* WHAT YOU SHOULD DO *
Lines before the one containing "the tree trunk" are left out; copy that line and every later line through the end of the data exactly.

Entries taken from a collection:
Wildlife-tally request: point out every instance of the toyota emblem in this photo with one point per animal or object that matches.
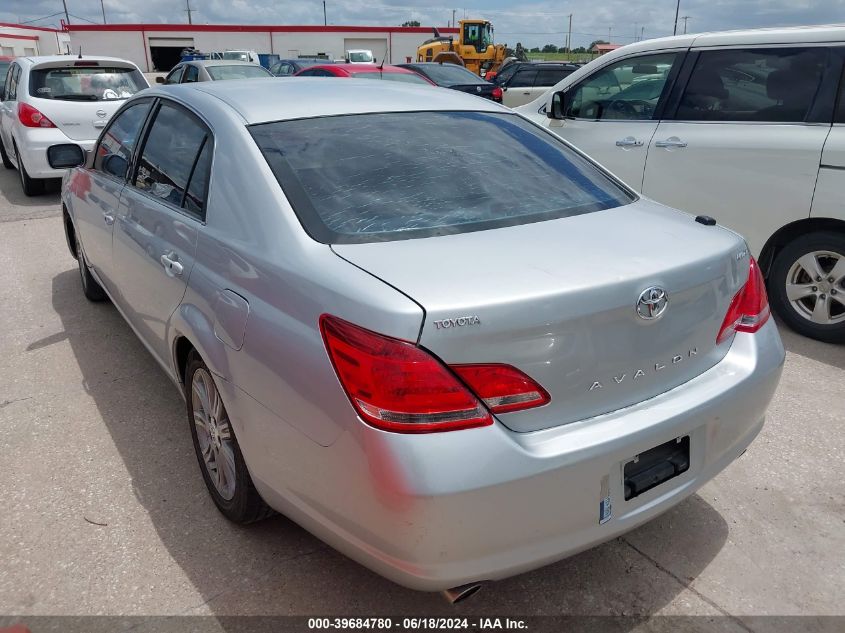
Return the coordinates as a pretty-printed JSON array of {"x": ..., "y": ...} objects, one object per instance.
[{"x": 652, "y": 303}]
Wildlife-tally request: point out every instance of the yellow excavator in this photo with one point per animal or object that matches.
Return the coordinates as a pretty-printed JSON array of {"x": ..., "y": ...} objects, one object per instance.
[{"x": 474, "y": 48}]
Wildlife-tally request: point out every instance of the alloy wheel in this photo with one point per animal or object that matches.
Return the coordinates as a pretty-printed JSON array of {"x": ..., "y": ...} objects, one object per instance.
[
  {"x": 214, "y": 433},
  {"x": 815, "y": 286}
]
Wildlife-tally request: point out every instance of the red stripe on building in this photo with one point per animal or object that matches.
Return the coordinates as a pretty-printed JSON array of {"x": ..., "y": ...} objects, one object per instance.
[{"x": 255, "y": 28}]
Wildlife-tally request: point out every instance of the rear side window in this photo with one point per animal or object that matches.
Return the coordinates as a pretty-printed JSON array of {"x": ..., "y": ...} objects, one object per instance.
[
  {"x": 392, "y": 176},
  {"x": 172, "y": 150},
  {"x": 85, "y": 83},
  {"x": 192, "y": 74},
  {"x": 550, "y": 76},
  {"x": 776, "y": 85},
  {"x": 246, "y": 71},
  {"x": 115, "y": 149},
  {"x": 524, "y": 78}
]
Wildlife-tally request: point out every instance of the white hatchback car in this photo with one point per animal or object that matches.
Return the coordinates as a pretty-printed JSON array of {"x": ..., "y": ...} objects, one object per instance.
[
  {"x": 57, "y": 100},
  {"x": 744, "y": 126}
]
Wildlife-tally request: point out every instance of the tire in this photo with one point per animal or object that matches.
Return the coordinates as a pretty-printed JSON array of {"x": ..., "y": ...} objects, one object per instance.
[
  {"x": 30, "y": 186},
  {"x": 90, "y": 288},
  {"x": 811, "y": 302},
  {"x": 218, "y": 453},
  {"x": 8, "y": 164}
]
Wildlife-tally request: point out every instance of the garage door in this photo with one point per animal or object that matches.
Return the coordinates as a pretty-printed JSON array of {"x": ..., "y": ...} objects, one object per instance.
[{"x": 377, "y": 45}]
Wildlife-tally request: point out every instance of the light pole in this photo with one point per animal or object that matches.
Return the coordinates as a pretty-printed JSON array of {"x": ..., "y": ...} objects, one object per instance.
[{"x": 677, "y": 9}]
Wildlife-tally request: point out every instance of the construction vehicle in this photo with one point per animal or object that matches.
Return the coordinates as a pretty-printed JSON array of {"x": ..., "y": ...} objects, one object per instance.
[{"x": 474, "y": 48}]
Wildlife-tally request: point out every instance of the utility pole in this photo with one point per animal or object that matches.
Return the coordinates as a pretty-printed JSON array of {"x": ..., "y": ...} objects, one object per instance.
[{"x": 677, "y": 9}]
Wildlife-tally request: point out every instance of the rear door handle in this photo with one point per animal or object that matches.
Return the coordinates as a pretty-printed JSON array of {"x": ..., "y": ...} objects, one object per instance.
[
  {"x": 629, "y": 141},
  {"x": 672, "y": 141},
  {"x": 172, "y": 266}
]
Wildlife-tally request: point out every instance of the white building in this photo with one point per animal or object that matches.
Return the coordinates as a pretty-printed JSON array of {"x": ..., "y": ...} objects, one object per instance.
[
  {"x": 18, "y": 40},
  {"x": 157, "y": 47}
]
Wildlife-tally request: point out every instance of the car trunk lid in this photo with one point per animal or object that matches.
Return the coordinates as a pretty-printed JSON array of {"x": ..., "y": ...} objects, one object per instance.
[{"x": 558, "y": 300}]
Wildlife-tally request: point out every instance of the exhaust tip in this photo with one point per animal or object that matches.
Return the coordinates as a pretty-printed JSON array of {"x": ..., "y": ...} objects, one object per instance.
[{"x": 461, "y": 593}]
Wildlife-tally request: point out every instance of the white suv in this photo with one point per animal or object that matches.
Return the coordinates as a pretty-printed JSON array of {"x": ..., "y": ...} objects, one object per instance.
[
  {"x": 58, "y": 100},
  {"x": 744, "y": 126}
]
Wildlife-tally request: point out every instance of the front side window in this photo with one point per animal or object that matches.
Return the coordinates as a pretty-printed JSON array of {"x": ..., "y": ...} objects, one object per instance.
[
  {"x": 85, "y": 83},
  {"x": 776, "y": 85},
  {"x": 114, "y": 152},
  {"x": 237, "y": 71},
  {"x": 172, "y": 149},
  {"x": 377, "y": 177},
  {"x": 628, "y": 90}
]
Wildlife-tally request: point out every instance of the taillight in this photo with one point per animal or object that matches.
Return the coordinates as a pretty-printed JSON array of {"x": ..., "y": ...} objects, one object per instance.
[
  {"x": 397, "y": 386},
  {"x": 31, "y": 117},
  {"x": 503, "y": 388},
  {"x": 749, "y": 309}
]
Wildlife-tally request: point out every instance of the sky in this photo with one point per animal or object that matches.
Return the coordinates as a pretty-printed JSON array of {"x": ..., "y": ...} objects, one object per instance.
[{"x": 531, "y": 23}]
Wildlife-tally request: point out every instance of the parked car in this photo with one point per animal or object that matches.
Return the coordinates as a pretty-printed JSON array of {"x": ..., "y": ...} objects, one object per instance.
[
  {"x": 213, "y": 70},
  {"x": 365, "y": 71},
  {"x": 288, "y": 67},
  {"x": 525, "y": 81},
  {"x": 746, "y": 126},
  {"x": 448, "y": 377},
  {"x": 52, "y": 100},
  {"x": 456, "y": 78}
]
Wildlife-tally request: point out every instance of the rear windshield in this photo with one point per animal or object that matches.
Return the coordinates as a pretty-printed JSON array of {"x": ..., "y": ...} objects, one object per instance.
[
  {"x": 233, "y": 71},
  {"x": 392, "y": 176},
  {"x": 451, "y": 75},
  {"x": 408, "y": 78},
  {"x": 85, "y": 83}
]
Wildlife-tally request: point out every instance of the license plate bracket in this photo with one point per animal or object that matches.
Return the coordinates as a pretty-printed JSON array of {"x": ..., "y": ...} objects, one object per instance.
[{"x": 656, "y": 466}]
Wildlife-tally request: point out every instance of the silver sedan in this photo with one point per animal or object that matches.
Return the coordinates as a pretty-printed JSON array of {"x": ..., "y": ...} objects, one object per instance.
[{"x": 421, "y": 326}]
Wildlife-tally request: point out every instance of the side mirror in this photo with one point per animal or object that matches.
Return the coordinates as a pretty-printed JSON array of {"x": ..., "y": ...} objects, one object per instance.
[
  {"x": 116, "y": 165},
  {"x": 65, "y": 156},
  {"x": 557, "y": 108}
]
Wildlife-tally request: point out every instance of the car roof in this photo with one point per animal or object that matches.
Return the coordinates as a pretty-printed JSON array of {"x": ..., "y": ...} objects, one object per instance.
[
  {"x": 261, "y": 101},
  {"x": 220, "y": 62},
  {"x": 52, "y": 59},
  {"x": 387, "y": 68}
]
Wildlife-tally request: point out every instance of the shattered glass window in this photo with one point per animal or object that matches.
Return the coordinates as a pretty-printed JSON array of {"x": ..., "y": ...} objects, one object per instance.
[{"x": 375, "y": 177}]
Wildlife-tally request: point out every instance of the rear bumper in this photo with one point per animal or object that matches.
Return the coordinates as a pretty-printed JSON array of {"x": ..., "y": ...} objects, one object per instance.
[
  {"x": 32, "y": 146},
  {"x": 436, "y": 511}
]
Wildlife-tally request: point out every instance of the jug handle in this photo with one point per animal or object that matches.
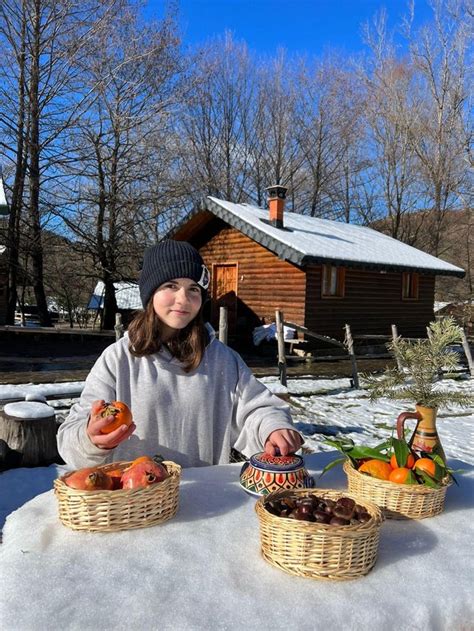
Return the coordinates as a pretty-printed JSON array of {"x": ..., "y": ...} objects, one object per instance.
[{"x": 401, "y": 421}]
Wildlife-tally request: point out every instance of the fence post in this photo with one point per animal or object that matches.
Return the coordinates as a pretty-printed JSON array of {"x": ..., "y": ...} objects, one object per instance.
[
  {"x": 394, "y": 337},
  {"x": 118, "y": 326},
  {"x": 281, "y": 347},
  {"x": 350, "y": 348},
  {"x": 467, "y": 351},
  {"x": 223, "y": 325}
]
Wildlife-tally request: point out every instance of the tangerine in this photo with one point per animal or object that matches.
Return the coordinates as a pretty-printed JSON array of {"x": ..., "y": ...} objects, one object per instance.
[
  {"x": 427, "y": 465},
  {"x": 401, "y": 475},
  {"x": 376, "y": 468},
  {"x": 408, "y": 464}
]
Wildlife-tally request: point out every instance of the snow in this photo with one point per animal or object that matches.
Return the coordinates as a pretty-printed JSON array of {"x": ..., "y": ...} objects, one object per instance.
[
  {"x": 203, "y": 569},
  {"x": 29, "y": 410}
]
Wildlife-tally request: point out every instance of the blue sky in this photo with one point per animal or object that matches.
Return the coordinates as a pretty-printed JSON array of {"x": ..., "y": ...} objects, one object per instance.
[{"x": 300, "y": 26}]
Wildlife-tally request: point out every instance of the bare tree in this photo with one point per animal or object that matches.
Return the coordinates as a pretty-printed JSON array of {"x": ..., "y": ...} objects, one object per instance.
[
  {"x": 42, "y": 39},
  {"x": 129, "y": 70},
  {"x": 387, "y": 113},
  {"x": 437, "y": 123}
]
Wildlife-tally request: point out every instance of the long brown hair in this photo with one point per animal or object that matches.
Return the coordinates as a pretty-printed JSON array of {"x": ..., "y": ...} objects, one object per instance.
[{"x": 145, "y": 333}]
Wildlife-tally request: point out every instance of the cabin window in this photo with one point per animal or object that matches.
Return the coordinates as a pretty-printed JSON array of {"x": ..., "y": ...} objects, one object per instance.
[
  {"x": 410, "y": 284},
  {"x": 333, "y": 281}
]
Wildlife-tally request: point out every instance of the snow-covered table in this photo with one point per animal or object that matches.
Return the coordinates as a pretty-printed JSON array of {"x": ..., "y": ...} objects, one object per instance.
[{"x": 202, "y": 570}]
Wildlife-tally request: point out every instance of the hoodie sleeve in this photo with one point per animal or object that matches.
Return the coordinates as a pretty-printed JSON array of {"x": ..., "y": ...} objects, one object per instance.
[
  {"x": 74, "y": 445},
  {"x": 257, "y": 413}
]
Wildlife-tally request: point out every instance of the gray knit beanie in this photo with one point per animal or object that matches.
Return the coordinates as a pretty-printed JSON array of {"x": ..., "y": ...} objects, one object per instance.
[{"x": 171, "y": 259}]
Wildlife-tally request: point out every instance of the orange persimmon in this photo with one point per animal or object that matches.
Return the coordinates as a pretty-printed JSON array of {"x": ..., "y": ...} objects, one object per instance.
[{"x": 121, "y": 413}]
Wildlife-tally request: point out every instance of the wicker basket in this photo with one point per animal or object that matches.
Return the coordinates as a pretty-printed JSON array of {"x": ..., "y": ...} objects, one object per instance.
[
  {"x": 123, "y": 509},
  {"x": 397, "y": 501},
  {"x": 315, "y": 550}
]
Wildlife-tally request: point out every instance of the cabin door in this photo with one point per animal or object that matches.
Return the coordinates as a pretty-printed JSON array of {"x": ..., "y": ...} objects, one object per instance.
[{"x": 224, "y": 294}]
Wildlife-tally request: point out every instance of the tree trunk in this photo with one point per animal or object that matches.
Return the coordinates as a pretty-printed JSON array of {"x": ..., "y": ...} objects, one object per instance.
[
  {"x": 13, "y": 238},
  {"x": 32, "y": 442},
  {"x": 34, "y": 149}
]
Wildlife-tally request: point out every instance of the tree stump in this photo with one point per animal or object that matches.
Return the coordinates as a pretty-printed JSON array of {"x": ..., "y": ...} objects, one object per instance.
[{"x": 29, "y": 430}]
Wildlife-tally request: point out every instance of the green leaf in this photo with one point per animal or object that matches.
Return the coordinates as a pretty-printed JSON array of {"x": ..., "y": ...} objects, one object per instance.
[
  {"x": 439, "y": 461},
  {"x": 427, "y": 480},
  {"x": 411, "y": 478},
  {"x": 360, "y": 452},
  {"x": 344, "y": 445},
  {"x": 332, "y": 464},
  {"x": 402, "y": 451}
]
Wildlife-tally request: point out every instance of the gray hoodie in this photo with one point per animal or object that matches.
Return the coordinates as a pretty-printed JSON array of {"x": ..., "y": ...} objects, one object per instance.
[{"x": 191, "y": 418}]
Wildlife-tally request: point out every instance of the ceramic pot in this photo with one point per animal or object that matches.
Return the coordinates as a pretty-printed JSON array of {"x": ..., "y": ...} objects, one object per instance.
[
  {"x": 425, "y": 437},
  {"x": 263, "y": 474}
]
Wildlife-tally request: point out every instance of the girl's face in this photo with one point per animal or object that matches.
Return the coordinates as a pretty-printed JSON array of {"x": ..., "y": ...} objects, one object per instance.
[{"x": 176, "y": 303}]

* SOLUTION TO THIS EXERCISE *
Wildlife-tally request: point out every instance of the tree trunk in this photo with one point per animal or object that matches.
Return the coordinates as a pretty-printed JSON array of {"x": ..., "y": ...} objects, one object per instance.
[
  {"x": 13, "y": 238},
  {"x": 32, "y": 442},
  {"x": 34, "y": 149}
]
Wildlife-tally request: point out every instance of the tree stump in this photo with one point per animal or object that matches.
Return the coordinates as a pretty-printed JSON array of {"x": ..., "y": ...} objects, one object per instance.
[{"x": 29, "y": 430}]
Wildlife-tally request: point out every instance of the green leaf in this photo with one point per animal or object that matches.
Return the coordinates as a pretty-printed JSON array of {"x": ..., "y": ...} objects, one object per instance.
[
  {"x": 439, "y": 461},
  {"x": 427, "y": 480},
  {"x": 411, "y": 478},
  {"x": 360, "y": 452},
  {"x": 344, "y": 445},
  {"x": 332, "y": 464},
  {"x": 402, "y": 451}
]
Wildlife-tally request: point out every instance of the gray hoodie in this photo with one point per animal or object that matches.
Return the coordinates as a pretty-printed JSON array of {"x": ..., "y": ...} objects, one object per instance.
[{"x": 191, "y": 418}]
Wildlife-tally request: point out every instance of the ceramic pot in this photo with one point per animal or object that matches.
Return the coordinates as a pretty-printed JSON array of {"x": ..., "y": ...} objects, one object per instance.
[
  {"x": 425, "y": 437},
  {"x": 263, "y": 474}
]
Wildlife-tally request: point out every instance of the girl's face in this photo with one point per animal or object that matches.
Return the coordinates as a pretty-printed JSON array of {"x": ..., "y": ...} objects, one object per instance.
[{"x": 176, "y": 303}]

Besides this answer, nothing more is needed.